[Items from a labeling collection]
>> START

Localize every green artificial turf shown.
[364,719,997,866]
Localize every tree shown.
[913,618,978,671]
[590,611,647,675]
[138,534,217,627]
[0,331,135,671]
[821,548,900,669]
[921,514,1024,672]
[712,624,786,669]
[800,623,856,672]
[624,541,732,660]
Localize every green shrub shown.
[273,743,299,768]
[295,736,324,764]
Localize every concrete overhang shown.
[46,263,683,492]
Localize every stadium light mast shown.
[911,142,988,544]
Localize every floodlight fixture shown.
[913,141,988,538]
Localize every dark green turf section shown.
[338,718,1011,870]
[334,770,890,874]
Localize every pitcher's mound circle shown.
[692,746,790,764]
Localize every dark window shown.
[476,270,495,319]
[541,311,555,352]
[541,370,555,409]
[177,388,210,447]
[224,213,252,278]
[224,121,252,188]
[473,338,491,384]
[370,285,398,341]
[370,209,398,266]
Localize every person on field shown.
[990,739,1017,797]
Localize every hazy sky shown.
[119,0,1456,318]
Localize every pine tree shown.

>> END

* GIVEN EXERCISE *
Reproduce every line of the items above word for word, including the coordinate lists.

* COMPLETED TASK *
Localize every green artificial turf shown.
[364,719,997,866]
Localize every tree shown.
[913,618,978,671]
[590,611,647,675]
[138,534,217,627]
[0,331,135,671]
[821,548,900,669]
[921,514,1024,672]
[712,624,786,669]
[800,623,856,672]
[624,541,732,660]
Localize every green shrub shown.
[273,743,299,768]
[295,736,324,764]
Localize every concrete overhang shown.
[46,263,683,492]
Localize every stadium light mast shown.
[911,142,988,544]
Localize every floodlight fixture shown.
[913,141,988,538]
Localize every dark green turf section shown.
[338,718,1011,870]
[334,770,890,874]
Localize every pitcher's mound circle shown.
[692,746,790,764]
Localize every dark window shown.
[476,270,495,319]
[541,311,555,352]
[541,370,555,409]
[177,388,210,447]
[224,213,252,278]
[224,121,252,188]
[473,338,491,384]
[370,285,398,341]
[370,209,398,266]
Localize every person on field shown.
[990,739,1017,797]
Localize every hazy sky shown.
[119,0,1456,318]
Localize every pine tree shown.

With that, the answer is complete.